Start of SOURCE MATERIAL

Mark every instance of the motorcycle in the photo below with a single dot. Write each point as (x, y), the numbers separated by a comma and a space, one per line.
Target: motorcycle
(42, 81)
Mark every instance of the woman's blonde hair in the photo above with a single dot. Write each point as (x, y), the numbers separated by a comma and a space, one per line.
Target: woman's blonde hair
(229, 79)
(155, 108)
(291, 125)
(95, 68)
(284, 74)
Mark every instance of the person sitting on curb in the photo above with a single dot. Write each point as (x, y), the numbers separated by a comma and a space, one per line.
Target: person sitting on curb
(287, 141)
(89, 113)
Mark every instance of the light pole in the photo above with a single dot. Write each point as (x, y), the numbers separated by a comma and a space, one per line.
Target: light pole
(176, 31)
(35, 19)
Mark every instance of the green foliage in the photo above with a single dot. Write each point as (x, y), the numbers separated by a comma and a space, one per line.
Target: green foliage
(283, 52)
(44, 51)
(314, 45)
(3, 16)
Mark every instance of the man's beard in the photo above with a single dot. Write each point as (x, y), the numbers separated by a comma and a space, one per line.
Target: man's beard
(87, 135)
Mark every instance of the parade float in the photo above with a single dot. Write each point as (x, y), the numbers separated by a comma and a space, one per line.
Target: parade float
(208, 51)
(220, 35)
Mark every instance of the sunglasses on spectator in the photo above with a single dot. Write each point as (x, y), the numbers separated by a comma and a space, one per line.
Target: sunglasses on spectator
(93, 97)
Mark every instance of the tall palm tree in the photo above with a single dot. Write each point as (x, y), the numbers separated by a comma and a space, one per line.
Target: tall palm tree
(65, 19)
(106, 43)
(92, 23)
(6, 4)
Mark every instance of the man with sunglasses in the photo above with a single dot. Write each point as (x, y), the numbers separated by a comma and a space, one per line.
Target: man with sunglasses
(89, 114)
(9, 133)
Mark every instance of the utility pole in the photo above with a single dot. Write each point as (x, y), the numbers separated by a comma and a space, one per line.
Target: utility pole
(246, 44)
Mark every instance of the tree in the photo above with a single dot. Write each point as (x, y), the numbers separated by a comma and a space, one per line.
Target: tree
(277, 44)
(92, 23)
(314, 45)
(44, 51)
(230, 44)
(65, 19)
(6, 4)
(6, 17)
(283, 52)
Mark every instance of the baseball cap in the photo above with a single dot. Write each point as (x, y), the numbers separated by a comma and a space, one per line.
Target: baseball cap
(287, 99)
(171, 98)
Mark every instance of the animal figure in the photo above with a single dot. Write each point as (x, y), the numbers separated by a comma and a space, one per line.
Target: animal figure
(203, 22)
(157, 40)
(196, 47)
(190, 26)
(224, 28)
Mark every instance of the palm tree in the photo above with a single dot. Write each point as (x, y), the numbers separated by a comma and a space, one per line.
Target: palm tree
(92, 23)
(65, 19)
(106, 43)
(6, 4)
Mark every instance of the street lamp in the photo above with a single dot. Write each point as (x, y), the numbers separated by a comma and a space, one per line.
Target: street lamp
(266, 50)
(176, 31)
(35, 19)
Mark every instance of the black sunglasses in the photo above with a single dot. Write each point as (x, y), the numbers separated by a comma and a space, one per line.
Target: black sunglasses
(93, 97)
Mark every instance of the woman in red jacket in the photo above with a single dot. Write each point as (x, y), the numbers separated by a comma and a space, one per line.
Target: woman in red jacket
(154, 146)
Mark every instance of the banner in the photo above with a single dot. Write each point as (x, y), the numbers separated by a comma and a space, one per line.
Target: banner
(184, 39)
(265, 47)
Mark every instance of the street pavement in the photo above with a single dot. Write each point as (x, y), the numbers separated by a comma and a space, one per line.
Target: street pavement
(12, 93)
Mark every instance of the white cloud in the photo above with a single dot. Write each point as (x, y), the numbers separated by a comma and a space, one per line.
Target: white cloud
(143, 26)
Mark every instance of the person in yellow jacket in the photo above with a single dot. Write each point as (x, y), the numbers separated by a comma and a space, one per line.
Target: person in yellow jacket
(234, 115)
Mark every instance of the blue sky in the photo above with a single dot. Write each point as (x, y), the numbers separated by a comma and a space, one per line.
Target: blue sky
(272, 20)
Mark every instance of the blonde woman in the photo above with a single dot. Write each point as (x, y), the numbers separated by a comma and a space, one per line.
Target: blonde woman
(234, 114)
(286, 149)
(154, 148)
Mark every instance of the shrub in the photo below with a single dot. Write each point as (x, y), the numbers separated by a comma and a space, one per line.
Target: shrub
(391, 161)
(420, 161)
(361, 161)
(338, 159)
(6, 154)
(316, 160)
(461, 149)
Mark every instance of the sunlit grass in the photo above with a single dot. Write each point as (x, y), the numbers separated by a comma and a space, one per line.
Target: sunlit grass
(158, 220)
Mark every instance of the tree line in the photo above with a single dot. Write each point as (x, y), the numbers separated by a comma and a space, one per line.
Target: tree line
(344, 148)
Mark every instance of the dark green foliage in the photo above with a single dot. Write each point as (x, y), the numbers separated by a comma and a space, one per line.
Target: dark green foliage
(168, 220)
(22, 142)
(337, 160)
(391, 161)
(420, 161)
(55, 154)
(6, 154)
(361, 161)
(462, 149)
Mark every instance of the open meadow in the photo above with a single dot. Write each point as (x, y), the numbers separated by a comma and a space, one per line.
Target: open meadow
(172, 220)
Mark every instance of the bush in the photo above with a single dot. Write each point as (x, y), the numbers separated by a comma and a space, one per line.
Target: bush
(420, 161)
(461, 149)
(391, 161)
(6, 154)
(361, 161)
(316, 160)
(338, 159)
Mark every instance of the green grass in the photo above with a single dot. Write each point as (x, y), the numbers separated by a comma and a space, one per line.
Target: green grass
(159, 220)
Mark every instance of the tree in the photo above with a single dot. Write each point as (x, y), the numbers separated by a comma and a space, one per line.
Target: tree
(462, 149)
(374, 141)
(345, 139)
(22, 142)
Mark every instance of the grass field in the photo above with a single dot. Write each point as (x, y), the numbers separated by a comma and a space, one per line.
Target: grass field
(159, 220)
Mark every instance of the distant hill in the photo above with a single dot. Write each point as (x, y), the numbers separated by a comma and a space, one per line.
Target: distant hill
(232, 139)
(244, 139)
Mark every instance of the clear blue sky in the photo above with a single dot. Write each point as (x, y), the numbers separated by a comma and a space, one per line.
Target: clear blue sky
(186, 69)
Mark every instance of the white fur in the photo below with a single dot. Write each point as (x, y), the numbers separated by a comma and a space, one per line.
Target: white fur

End of SOURCE MATERIAL

For each line in the data, set it down again exactly.

• _YOUR RESPONSE_
Mark every instance of the motorcycle in the photo below with a single dot. Write each point as (x, y), the numbers separated by a comma and a space, one per line.
Target: motorcycle
(42, 81)
Mark every instance of the woman's blonde hair in the photo above with a single dot. Write each point as (x, y), the numbers separated by a comma and a space, one per line.
Target: woman's blonde hair
(229, 79)
(155, 108)
(291, 125)
(95, 68)
(284, 74)
Mark every instance of the person sitting on curb in the photo above with a single dot. Write each point as (x, y), the numbers separated by a comma and a space, one per line.
Target: person sitting on curb
(287, 141)
(89, 113)
Mark every instance of the light pole in the photo above with a single dot. Write each point as (x, y), the numbers separated by a comma and a space, one per line.
Target: light pole
(176, 31)
(35, 19)
Mark every instance of the green foliage in the photo above with a single dot. Write each point as (x, y), the numbers separated by a comma and a space, one per line.
Target: green foliage
(283, 52)
(44, 51)
(314, 45)
(3, 16)
Mark every instance of the man's beard in the photo above with a single dot. Write each point as (x, y), the numbers separated by a comma and a space, one per line.
Target: man's beard
(87, 135)
Mark every instance of the parade float in the photo above with a single dot. Write each point as (x, y), the numbers separated by a comma and a space, one per line.
Target: parade float
(208, 51)
(220, 35)
Mark every instance of the sunglasses on spectator in the photo above with a single dot. Write each point as (x, y), the numbers separated by a comma and a space, one per line.
Target: sunglasses on spectator
(93, 97)
Mark every instance of the tall palm tree in the photo above with a single dot. Write each point as (x, y), the numbers separated by a comma and a space, one per line.
Target: tall palm tree
(65, 19)
(106, 43)
(92, 23)
(6, 4)
Mark every instance of the man with sunglasses in the photo above with a single dot. Write each point as (x, y), the numbers separated by a comma and a space, one per line.
Target: man with sunglasses
(89, 114)
(9, 133)
Mark every instance of the utility pole in the photo above with a single dot. Write each point as (x, y), the numbers separated by a comma and a space, one per line.
Target: utility pole
(246, 44)
Mark every instance of the tree in the photo above with a single dot. Write each point as (x, y), the numbers separated by a comma and a space, one per line.
Target: tree
(277, 44)
(92, 23)
(314, 45)
(44, 51)
(230, 44)
(65, 19)
(6, 4)
(6, 17)
(283, 52)
Mark every instance of the baseball cap in the photo above with a single dot. Write each point as (x, y), the numbers separated by a comma and a space, one per line.
Target: baseball cap
(287, 99)
(171, 98)
Mark every instance of the animal figure in the photo above with a single dot. Write each point as (x, y), the numbers separated by a comma and a space, one per line.
Target: animal figure
(203, 22)
(157, 40)
(196, 47)
(190, 26)
(224, 28)
Mark every instance of the palm tree in the photo above with a single dot. Write each point as (x, y), the numbers separated by a comma and a space, one per line.
Target: palm tree
(92, 23)
(65, 19)
(106, 43)
(6, 4)
Mark every instance of the street lamp in the photo above with a single dot. Write each point as (x, y), the numbers separated by a comma and a space, one per line.
Target: street lamp
(266, 50)
(176, 31)
(35, 19)
Mark every instance of the black sunglasses in the photo above with a single dot. Write each point as (x, y), the numbers separated by a comma and a space, one per line.
Target: black sunglasses
(93, 97)
Mark every instance of the woman in red jacket in the photo above with a single dot. Write each point as (x, y), the numbers separated by a comma and a space, one per line.
Target: woman in red jacket
(154, 146)
Mark every instance of the banner in the photo above with a single dot. Write each point as (x, y), the numbers separated by a comma and a space, one per line.
Target: banner
(184, 39)
(265, 47)
Mark every instance of the street pavement in the photo above with a single dot. Write each point as (x, y), the numbers separated by a comma and a space, one per line.
Target: street pavement
(12, 93)
Mark every instance of the white cloud in the photo above with a single dot. Write each point as (x, y), the numbers separated by a comma and a space, one per line.
Target: white cloud
(143, 26)
Mark every instance of the person in yellow jacket in the photo above with a single dot. Write each point as (x, y), the numbers separated by a comma and a space, one per line.
Target: person in yellow jacket
(234, 115)
Mark every instance of the blue sky in the photo above with a single dot. Write each point as (x, y), the numbers separated by a comma and a space, one per line.
Target: blue sky
(272, 20)
Mark every instance of the blonde woman in the photo above with a single dot. Write each point as (x, y), the numbers separated by a comma and a space, one per line.
Target: blonde woman
(234, 114)
(286, 149)
(154, 148)
Mark every instance of the shrub in the photo below with a single dot. Write each point as (x, y), the numbers separated by a comma and a space, one per line.
Target: shrub
(391, 161)
(420, 161)
(361, 161)
(338, 159)
(6, 154)
(316, 160)
(461, 149)
Mark every instance of the sunlit grass in the photo above with a single dot. Write each point as (x, y), the numbers separated by a comma and a space, one per line.
Target: sunlit grass
(158, 220)
Mark every instance of the tree line in the photo above with a single dot. Write each point as (x, y), the numbers separated by a comma and a space, one per line.
Target: tree line
(344, 148)
Mark every instance of the dark green foliage in the photo above with a single dot. Write each point as (x, y), the numbers separated by a comma and a space, one per line.
Target: dark green foliage
(168, 220)
(22, 142)
(337, 160)
(391, 161)
(420, 161)
(55, 154)
(6, 154)
(361, 161)
(462, 149)
Mark every instance of the open meadow in the photo above with a single dot. Write each point as (x, y), the numbers separated by a comma and a space, one per line.
Target: open meadow
(172, 220)
Mark every instance of the bush in the photo above with a single dot. Write each point as (x, y), the numbers separated by a comma and a space, one per line.
Target: bush
(420, 161)
(461, 149)
(391, 161)
(6, 154)
(361, 161)
(316, 160)
(338, 159)
Mark every instance of the green grass in the photo above with a single dot. Write each point as (x, y), the numbers separated by a comma and a space, one per line.
Target: green grass
(159, 220)
Mark every instance of the tree in the photo above with a single dot. Write each point as (x, y), the numbers separated by a comma and a space, one per line.
Target: tree
(462, 149)
(374, 141)
(345, 139)
(22, 142)
Mark every instance of the grass field in the photo above with a single dot. Write each point as (x, y), the numbers separated by a comma and a space, one per line.
Target: grass field
(159, 220)
Mark every instance of the distant hill in the photo above with a single dot. Write each point as (x, y), the numbers separated by a comma and a space, one per line.
Target: distant hill
(232, 139)
(244, 139)
Mark every instance of the clear blue sky in the photo above with a single dot. Write each point as (x, y), the numbers separated by a comma and a space, one per line.
Target: clear blue sky
(186, 69)
Mark every instance of the white fur in the photo below with a single dot. Write each point as (x, y), the numbers separated by a comma and a space, one per line.
Target: white fur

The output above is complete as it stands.